[SET PROBLEM]: Reproduce every one of the entries below word for word, leaving out the pictures.
==============================
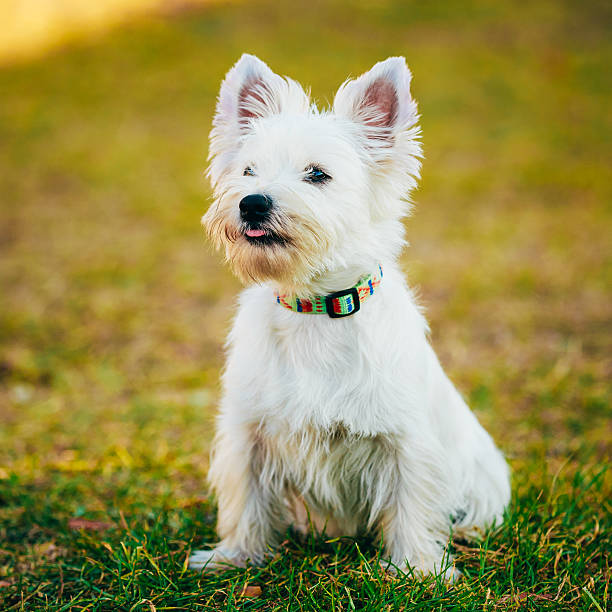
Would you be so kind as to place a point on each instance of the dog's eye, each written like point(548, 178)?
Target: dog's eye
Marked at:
point(314, 174)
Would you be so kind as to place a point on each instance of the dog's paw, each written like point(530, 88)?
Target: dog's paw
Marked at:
point(215, 560)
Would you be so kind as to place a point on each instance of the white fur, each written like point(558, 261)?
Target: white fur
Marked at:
point(343, 424)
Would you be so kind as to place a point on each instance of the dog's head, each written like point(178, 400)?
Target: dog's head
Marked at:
point(298, 191)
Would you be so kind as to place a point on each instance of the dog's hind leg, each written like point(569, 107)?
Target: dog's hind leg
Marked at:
point(249, 494)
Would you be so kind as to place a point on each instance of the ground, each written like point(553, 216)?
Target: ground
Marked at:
point(114, 307)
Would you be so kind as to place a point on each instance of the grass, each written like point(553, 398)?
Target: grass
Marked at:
point(113, 311)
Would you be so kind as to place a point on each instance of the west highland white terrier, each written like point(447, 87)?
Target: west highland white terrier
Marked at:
point(336, 414)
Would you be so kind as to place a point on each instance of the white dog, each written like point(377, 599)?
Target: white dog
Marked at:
point(336, 413)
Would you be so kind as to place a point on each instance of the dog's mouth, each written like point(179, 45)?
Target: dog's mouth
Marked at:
point(262, 237)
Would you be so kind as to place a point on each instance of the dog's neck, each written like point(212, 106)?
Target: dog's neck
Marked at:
point(330, 281)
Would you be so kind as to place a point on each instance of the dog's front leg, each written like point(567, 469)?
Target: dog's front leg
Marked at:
point(415, 524)
point(249, 494)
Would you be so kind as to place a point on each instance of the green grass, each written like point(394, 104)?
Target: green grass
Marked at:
point(113, 310)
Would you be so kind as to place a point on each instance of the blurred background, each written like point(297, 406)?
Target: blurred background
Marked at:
point(113, 307)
==============================
[EXERCISE RESULT]:
Would you be so kind as to place a point on each instance of the dog's eye, each written like point(548, 178)?
Target: dog's eye
Marked at:
point(314, 174)
Would you be so kind as to place a point on each instance of the dog's paw, each written like point(530, 88)?
Target: dog's paw
Marked at:
point(215, 560)
Would you be so kind as to place a point on each instance of the white fur, each written like point(558, 261)?
Target: white fur
Marked at:
point(343, 424)
Would you be so kind as to place a point on each instance of the dog's head, each written like point(178, 400)?
Target: dog's head
Marked at:
point(298, 191)
Would you be so kind as to place a point on each instance of the dog's hind leg, each written like point(569, 107)?
Target: dog's hind leg
Marked at:
point(249, 494)
Would you be so kind as to place a point on each instance of the ground, each written like point(553, 216)?
Target: ground
Marked at:
point(114, 307)
Would you be so kind as to place a point on each instance of the grass, each written like point(553, 398)?
Target: grass
Marked at:
point(113, 311)
Would you be so kind as to place a point on each instance of the west highland white terrier, each written like point(447, 87)?
Target: west highland white terrier
Marked at:
point(336, 414)
Would you be so kind as to place a point on each instance of the white dog, each written like point(377, 599)?
Target: white dog
Marked at:
point(336, 413)
Would you be so kind as to place a point on each instance of the dog's mouth, each written like point(179, 45)?
Target: dog's mouth
Marked at:
point(262, 237)
Would you be so kind as to place a point on each instance of the dog's neck, each written like point(212, 106)?
Target: dog's neck
Marked at:
point(330, 281)
Would you be so kind as to place a point on each instance of the dog's front leg, each written like point(567, 469)?
Target: dog's front leg
Marked at:
point(415, 524)
point(249, 494)
Would you be so kind as to place a point on each instance of the green grass, each written like point(394, 104)?
Target: green grass
Marked at:
point(113, 310)
Would you be so kind as to place a point on each instance of the blurred background, each written like point(297, 406)?
Target: blurred background
Marked at:
point(113, 307)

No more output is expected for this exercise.